> **Material provided**
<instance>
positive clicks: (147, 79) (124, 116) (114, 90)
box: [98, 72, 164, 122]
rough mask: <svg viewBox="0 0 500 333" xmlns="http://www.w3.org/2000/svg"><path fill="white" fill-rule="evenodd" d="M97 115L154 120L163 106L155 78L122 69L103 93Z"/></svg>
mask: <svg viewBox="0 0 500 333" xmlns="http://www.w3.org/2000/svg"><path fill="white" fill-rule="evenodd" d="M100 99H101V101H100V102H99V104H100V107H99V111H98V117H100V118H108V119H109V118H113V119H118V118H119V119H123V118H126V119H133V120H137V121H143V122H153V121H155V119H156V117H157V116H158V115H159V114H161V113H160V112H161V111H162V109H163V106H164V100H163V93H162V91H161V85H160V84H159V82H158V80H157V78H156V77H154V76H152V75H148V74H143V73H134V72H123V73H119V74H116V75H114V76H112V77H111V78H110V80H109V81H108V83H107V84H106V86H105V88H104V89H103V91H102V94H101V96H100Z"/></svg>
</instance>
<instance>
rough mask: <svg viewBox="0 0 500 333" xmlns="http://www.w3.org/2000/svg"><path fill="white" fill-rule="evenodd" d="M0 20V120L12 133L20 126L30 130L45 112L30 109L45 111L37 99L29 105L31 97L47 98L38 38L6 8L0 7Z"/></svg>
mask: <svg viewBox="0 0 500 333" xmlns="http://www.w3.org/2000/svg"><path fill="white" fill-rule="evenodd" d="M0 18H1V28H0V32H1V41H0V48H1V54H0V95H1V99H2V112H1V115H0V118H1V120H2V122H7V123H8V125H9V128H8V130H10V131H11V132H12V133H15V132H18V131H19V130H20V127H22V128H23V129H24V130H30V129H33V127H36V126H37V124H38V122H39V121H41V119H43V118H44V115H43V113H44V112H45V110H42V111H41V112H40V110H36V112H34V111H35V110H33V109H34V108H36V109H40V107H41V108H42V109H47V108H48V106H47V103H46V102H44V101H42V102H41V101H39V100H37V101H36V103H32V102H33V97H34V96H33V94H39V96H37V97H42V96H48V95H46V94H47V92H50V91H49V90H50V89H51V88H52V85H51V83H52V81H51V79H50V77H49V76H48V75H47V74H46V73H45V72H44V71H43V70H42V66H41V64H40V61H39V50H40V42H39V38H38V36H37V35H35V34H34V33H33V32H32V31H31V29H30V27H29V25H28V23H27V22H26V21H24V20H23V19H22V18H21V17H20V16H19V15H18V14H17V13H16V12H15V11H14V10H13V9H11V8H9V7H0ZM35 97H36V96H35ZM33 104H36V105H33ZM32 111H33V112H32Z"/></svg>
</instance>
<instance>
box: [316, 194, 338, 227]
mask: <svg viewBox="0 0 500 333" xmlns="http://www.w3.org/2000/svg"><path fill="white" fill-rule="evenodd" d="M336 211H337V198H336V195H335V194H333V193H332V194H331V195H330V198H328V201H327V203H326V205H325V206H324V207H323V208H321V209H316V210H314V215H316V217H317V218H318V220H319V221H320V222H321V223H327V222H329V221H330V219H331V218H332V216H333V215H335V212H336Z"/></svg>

> **Instructions to follow**
Start at the first line of the material and transcribe each line exactly, stopping once the line containing "box: [98, 72, 164, 122]" has been written.

> **Solution to this task**
<instance>
positive clicks: (147, 79) (124, 116) (114, 90)
box: [98, 72, 164, 122]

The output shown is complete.